Repeat each line of the material exactly.

BEGIN INFORMATION

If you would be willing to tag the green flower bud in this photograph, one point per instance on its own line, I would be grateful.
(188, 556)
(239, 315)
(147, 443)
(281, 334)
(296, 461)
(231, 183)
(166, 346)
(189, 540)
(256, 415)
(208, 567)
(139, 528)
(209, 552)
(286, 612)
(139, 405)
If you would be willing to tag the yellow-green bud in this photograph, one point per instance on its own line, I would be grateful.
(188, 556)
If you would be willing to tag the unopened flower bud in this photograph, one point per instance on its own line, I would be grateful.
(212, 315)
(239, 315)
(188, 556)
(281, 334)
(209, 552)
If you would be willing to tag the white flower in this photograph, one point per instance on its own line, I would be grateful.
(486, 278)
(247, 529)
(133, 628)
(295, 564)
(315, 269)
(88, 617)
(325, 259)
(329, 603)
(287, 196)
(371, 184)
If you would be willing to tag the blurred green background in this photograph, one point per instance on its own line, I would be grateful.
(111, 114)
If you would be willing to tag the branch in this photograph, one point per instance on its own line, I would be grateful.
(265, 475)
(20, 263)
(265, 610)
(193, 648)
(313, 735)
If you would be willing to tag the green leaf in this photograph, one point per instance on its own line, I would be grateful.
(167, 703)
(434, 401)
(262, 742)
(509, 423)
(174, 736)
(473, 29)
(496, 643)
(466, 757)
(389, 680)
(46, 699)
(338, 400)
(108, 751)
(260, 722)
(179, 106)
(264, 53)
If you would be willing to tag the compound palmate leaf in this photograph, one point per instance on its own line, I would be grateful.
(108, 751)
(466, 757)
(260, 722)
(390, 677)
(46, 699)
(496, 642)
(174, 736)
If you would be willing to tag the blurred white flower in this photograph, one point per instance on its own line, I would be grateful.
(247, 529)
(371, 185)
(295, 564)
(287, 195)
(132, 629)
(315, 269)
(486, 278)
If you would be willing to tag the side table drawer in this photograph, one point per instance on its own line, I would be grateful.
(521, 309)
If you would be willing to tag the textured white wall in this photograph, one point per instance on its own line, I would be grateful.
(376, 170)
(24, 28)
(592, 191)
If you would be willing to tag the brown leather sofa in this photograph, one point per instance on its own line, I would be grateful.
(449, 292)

END INFORMATION

## ANSWER BELOW
If you would be willing to tag the green flower bud in this photograph, one point per instance on its own line, I would be grateful.
(188, 556)
(239, 315)
(147, 443)
(281, 334)
(296, 461)
(231, 183)
(166, 346)
(189, 540)
(256, 415)
(208, 567)
(139, 528)
(209, 552)
(286, 612)
(139, 405)
If you would be willing to tag the yellow-green bud in this photograph, one point per instance on its own line, I would be grateful.
(188, 556)
If you would be willing to tag the unopened flower bud in this photograph, one point per instance on its own line, I would be grateful.
(212, 315)
(239, 315)
(188, 556)
(281, 334)
(209, 552)
If you would be willing to tag the white flower in this photograph, one point per instance on its own line, I would be grateful.
(486, 278)
(247, 529)
(133, 628)
(295, 564)
(315, 269)
(88, 617)
(325, 259)
(329, 603)
(287, 196)
(371, 184)
If you would be willing to tag the blurred green background in this photograph, one point per instance on its own line, I would be grateful.
(111, 114)
If you would be willing to tag the branch in this photograph, one point per instance on its own line, I would be grateful.
(265, 475)
(20, 263)
(265, 610)
(193, 648)
(313, 735)
If you would be willing to tag the green leaf in this photograph, one point per instance on its own line, I would be grateful.
(167, 703)
(434, 401)
(262, 742)
(509, 423)
(174, 736)
(473, 29)
(496, 643)
(466, 757)
(389, 680)
(46, 699)
(338, 400)
(108, 751)
(260, 722)
(179, 106)
(264, 53)
If you would be willing to tag the compound palmate leaf in this photograph, one point per instance on its own line, I would be grateful.
(108, 751)
(466, 757)
(260, 722)
(390, 677)
(46, 699)
(496, 642)
(174, 736)
If you would be willing to tag the blurred white flower in this photograph, one point per instance on its own line, I would be grateful.
(247, 529)
(371, 185)
(295, 564)
(287, 195)
(132, 629)
(315, 269)
(486, 278)
If you would be willing to tag the side table drawer in this photograph, one point per instance on its own line, I would be grateful.
(521, 309)
If you would be willing to tag the textured white wall in this photograph, one point per instance on its own line, I would be grateful.
(376, 170)
(24, 28)
(592, 191)
If you would be willing to tag the brown leather sofa in this photograph, one point per instance on its own line, I would be grateful.
(449, 292)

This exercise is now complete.